◆ TEXT SECTION
Most particularly the ex-French President, Nicolas Sarkozy, who speaks of Christian values in interviews given on the Radio Notre Dame network or to the Catholic newspaper La Croix, after visiting the Pope with a delegation, his wife and his son at his heels. He wants to gain the French Catholics’s vote in his party’s primary elections to be able to stand for the Presidency, which he has so abused in the past, in the next 2017 elections. Among the Human Follies of Brandt’s Ship of Fools, in Robert Barclay’s translation, he would do well to meditate on Folio 111, Of the ende of worldly honour and power and of folys that trust therin. It shows donkeys tied up to a wheel, the Wheel of Fortune, which always ends up by turning. One teaches and rules by being an examplary model, but it seems that the so-called ruling elites care little about this duty of theirs. To be credible Sarkozy should have taken the opportunity of being in Rome for the Holy Week and go up the Scala Santa, not once, but several times, to expiate his numerous turpitudes and his government’s corruption, the destruction of Lybia and all the human misery he has altogether created. To show his real Christian values, he should have paid a visit to the refugees’camp on the island of Lampedusa. There he and his wife could have witnessed at first hand the distress of those who had to flee from the catastrophic results of Western political intervention in the Near and the Middle East, and the human suffering to which he has so greatly contributed by action and by omission. Having braved the seas, those refugees are parked in makeshift camps and survive on the locals’ charity. He could then have made a gesture towards those he is morally responsible in their misfortune. It would have been a salutary lesson in Christian charity to his spoilt, arms-loving son, and vain, superficial and frivolous wife. Only concerned with appearances, at this first visit to the Vatican, she must certainly have exclaimed in forced astonishment, as she did at the official dinner in St. George’s Hall at Windsor Castle : WOW !

A contemporary Ship of Fools would be thus declined :

For the French President François Hollande, aping François Mitterand’s stiff, rigid, starchy and falsely dignified image in his duplicity, and Nicolas Sarkozy’s superficial and ineffective hyperactivity: Of the Folly of imitating one’s Predecessors and blindly repeating their Folly.

◆ GOALS
1. Swap "Predecessors" for "Forerunners" while repeating the commentary starting with "A contemporary Ship" and going on through "repeating their Folly.".
2. Answer these questions from the commentary:
(a) Which Catholic newspaper did Nicolas Sarkozy give interviews to?
(b) Where is the refugees' camp that the commentary says he should have visited?
(c) Which French President is described as aping François Mitterand's image?
3. How would you shorten the commentary's paragraph beginning "Most particularly the ex-French President" while keeping its main facts?
Nothing in the listing is needed for this work.

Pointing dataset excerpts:
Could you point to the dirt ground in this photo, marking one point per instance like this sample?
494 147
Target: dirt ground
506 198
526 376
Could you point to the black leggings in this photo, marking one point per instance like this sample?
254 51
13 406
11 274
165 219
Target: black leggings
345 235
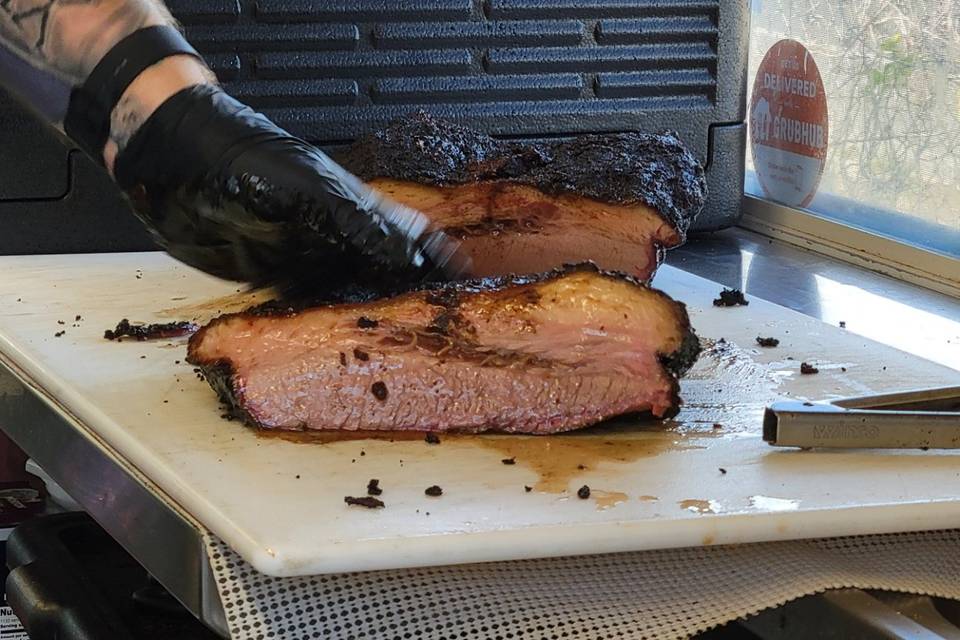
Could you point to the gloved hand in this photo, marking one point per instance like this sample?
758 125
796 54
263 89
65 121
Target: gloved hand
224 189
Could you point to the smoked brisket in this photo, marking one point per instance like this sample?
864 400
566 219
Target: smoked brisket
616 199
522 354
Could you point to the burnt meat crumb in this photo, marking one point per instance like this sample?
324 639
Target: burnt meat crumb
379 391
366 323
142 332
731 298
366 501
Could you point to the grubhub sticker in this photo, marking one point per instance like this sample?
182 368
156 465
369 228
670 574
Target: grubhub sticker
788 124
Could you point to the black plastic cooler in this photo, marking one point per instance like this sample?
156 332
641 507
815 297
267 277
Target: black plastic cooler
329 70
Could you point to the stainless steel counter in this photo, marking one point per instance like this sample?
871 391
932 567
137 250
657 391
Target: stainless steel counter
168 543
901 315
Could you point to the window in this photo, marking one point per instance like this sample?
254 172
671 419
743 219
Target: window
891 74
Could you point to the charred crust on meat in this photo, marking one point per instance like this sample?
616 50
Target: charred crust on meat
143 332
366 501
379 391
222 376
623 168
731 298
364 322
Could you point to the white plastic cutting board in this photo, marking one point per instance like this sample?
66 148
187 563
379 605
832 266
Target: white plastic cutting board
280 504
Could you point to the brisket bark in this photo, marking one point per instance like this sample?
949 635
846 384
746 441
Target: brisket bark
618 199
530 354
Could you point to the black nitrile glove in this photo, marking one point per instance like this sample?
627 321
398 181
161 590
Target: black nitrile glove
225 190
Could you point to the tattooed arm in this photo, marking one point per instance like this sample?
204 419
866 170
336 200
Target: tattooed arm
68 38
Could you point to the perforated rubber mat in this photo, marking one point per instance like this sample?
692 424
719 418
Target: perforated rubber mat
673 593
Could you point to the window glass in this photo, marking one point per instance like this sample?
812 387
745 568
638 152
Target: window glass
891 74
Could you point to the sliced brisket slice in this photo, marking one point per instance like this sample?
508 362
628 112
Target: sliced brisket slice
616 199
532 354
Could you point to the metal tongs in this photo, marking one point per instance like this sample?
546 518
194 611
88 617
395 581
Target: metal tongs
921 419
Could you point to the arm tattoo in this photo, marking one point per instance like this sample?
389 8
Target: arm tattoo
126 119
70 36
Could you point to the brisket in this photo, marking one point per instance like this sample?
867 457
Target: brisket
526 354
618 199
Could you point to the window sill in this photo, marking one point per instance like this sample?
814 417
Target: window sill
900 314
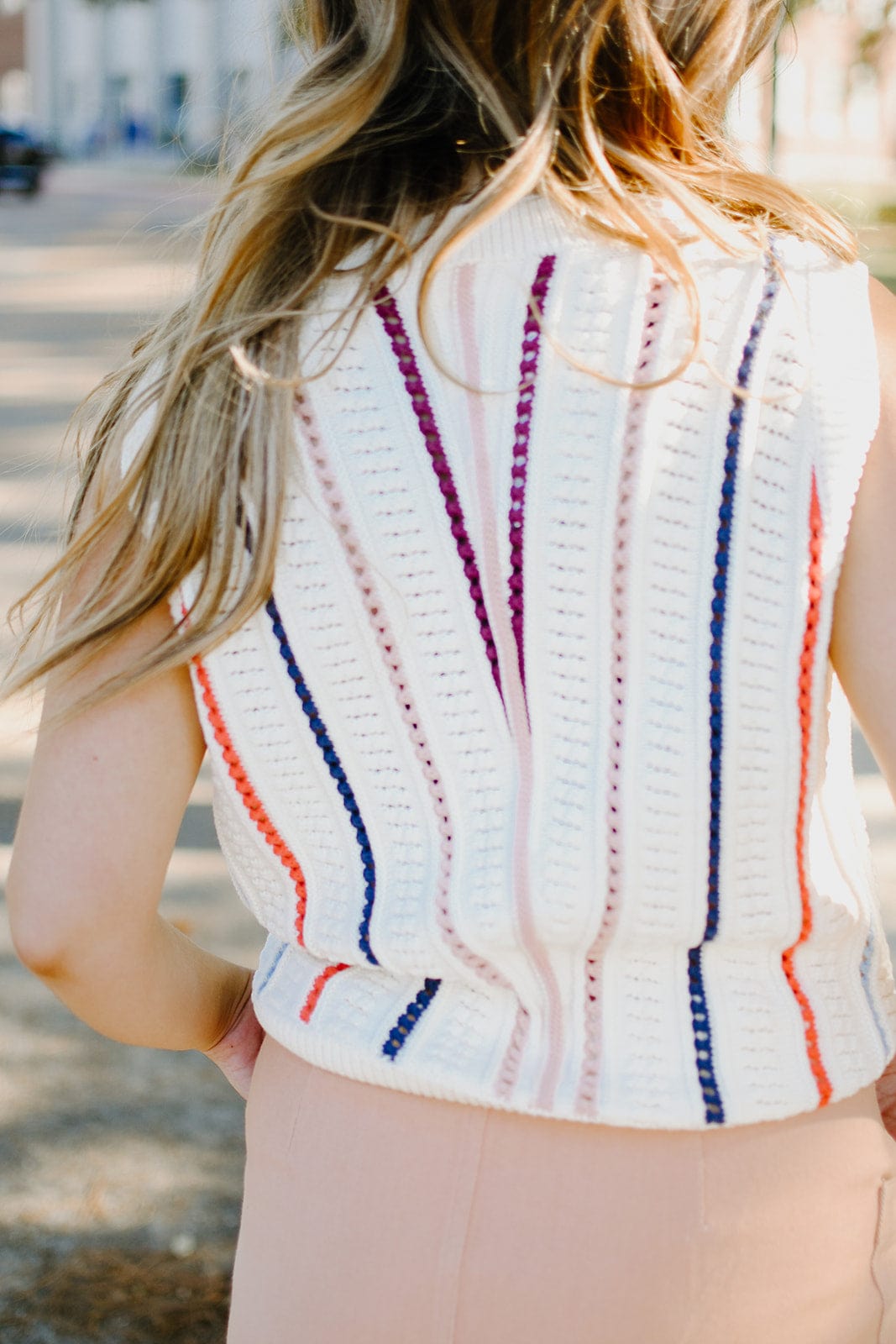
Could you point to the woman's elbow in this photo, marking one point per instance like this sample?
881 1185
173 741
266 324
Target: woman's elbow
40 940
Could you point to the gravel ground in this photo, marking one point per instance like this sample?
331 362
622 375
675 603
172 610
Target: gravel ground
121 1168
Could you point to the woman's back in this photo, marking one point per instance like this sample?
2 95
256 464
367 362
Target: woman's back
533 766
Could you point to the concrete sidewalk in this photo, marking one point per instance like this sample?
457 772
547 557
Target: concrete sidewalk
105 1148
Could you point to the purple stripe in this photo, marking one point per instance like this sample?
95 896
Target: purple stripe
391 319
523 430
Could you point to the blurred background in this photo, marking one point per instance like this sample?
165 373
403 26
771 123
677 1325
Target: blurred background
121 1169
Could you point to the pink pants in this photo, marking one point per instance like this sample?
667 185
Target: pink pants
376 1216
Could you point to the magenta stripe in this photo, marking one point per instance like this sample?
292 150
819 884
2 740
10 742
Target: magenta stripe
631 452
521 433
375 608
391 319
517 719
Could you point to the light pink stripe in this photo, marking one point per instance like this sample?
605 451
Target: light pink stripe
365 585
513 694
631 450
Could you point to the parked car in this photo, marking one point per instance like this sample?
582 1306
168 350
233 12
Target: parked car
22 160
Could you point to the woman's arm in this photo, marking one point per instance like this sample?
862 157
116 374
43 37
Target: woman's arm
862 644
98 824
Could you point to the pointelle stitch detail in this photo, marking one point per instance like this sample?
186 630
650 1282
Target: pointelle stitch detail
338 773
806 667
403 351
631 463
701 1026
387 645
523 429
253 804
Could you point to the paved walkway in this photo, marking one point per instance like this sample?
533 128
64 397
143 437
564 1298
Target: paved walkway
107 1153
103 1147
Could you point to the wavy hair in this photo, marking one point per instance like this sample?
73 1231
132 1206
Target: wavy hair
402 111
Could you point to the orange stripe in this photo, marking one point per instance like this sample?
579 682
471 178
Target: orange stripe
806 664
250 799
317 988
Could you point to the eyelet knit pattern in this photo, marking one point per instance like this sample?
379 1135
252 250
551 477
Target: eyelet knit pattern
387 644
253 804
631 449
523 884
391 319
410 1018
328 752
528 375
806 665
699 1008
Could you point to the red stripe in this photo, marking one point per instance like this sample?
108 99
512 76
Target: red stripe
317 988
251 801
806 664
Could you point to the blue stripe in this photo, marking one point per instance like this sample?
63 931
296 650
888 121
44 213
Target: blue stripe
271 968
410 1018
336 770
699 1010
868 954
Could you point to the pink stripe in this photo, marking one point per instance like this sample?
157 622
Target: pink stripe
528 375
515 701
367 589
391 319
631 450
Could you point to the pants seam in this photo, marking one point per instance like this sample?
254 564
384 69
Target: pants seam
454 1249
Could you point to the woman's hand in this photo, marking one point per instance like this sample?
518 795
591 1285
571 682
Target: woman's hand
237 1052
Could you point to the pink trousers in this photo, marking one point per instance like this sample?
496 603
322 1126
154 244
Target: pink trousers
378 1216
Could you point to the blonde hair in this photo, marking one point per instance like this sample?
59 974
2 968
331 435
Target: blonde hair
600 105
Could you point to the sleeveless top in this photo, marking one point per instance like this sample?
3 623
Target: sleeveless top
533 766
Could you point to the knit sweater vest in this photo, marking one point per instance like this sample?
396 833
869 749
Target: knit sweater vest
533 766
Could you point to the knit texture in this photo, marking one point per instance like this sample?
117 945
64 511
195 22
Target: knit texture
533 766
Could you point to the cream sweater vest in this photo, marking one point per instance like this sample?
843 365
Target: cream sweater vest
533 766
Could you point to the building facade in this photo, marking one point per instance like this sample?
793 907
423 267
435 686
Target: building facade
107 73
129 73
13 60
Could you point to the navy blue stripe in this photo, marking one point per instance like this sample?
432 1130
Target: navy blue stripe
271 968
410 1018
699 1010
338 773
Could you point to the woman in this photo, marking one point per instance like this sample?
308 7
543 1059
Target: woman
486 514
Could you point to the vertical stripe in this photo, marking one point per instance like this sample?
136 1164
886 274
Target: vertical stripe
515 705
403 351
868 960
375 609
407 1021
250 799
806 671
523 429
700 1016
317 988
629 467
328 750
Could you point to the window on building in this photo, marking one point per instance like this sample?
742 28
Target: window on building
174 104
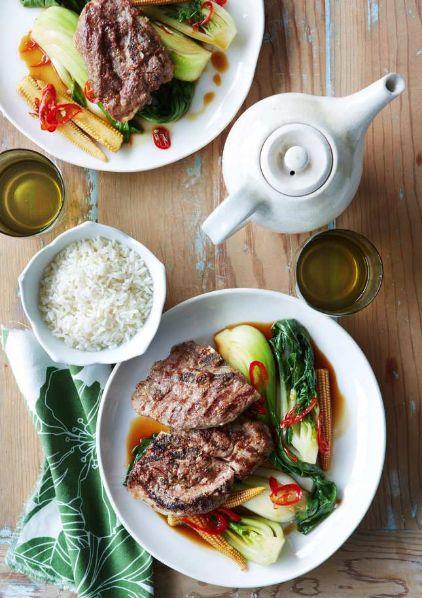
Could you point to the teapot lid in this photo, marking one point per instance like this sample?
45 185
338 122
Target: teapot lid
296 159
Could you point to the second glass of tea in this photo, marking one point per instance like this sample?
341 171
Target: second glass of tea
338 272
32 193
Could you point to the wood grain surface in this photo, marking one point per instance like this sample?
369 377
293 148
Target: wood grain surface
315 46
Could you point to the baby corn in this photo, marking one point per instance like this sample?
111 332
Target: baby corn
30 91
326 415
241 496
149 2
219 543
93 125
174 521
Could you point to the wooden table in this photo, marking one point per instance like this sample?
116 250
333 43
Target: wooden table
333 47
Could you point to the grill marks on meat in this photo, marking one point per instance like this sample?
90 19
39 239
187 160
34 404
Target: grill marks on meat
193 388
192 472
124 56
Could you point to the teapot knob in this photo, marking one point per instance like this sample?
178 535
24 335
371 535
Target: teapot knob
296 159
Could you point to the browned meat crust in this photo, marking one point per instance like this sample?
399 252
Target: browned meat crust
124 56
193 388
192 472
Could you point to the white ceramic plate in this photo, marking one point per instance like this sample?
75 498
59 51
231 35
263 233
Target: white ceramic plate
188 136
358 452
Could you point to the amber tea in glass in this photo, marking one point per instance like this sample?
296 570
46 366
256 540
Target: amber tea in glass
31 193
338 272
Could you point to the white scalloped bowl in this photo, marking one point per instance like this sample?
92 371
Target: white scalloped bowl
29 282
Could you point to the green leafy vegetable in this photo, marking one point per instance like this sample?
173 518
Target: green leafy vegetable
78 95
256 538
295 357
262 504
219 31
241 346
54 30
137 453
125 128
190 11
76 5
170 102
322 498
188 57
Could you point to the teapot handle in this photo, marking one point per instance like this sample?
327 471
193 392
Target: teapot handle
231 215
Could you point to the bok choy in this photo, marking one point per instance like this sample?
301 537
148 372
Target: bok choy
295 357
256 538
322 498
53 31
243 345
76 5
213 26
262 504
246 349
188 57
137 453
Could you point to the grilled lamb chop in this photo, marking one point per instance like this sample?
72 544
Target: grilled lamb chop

◆ EXPECTED RESPONSES
1.
A contemporary Ship of Fools would be thus declined :

For the French President François Hollande, aping François Mitterand’s stiff, rigid, starchy and falsely dignified image in his duplicity, and Nicolas Sarkozy’s superficial and ineffective hyperactivity: Of the Folly of imitating one’s Forerunners and blindly repeating their Folly.

2.
(a) La Croix.
(b) On the island of Lampedusa.
(c) François Hollande.

3. Former French President Nicolas Sarkozy speaks of Christian values in interviews on the Radio Notre Dame network and with the Catholic newspaper La Croix, after visiting the Pope with a delegation, his wife and his son. He wants French Catholics' votes in his party's primary elections so he can stand for the Presidency in the 2017 elections. He would do well to meditate on Folio 111 of Brandt's Ship of Fools, in Robert Barclay's translation, which shows donkeys tied to the Wheel of Fortune, a wheel that always ends up turning. Rulers should teach by example, but ruling elites seem to care little about this duty. To be credible, Sarkozy should have gone up the Scala Santa several times during Holy Week in Rome to expiate his turpitudes, his government's corruption, the destruction of Lybia and the human misery he created. To show real Christian values, he should have visited the refugees' camp on Lampedusa. There, people who fled the results of Western intervention in the Near and Middle East live in makeshift camps on the locals' charity, and he could have made a gesture towards them. This would have been a lesson in Christian charity to his spoilt, arms-loving son and his vain, superficial wife. At this first Vatican visit she must have exclaimed "WOW!", as she did at the official dinner in St. George's Hall at Windsor Castle.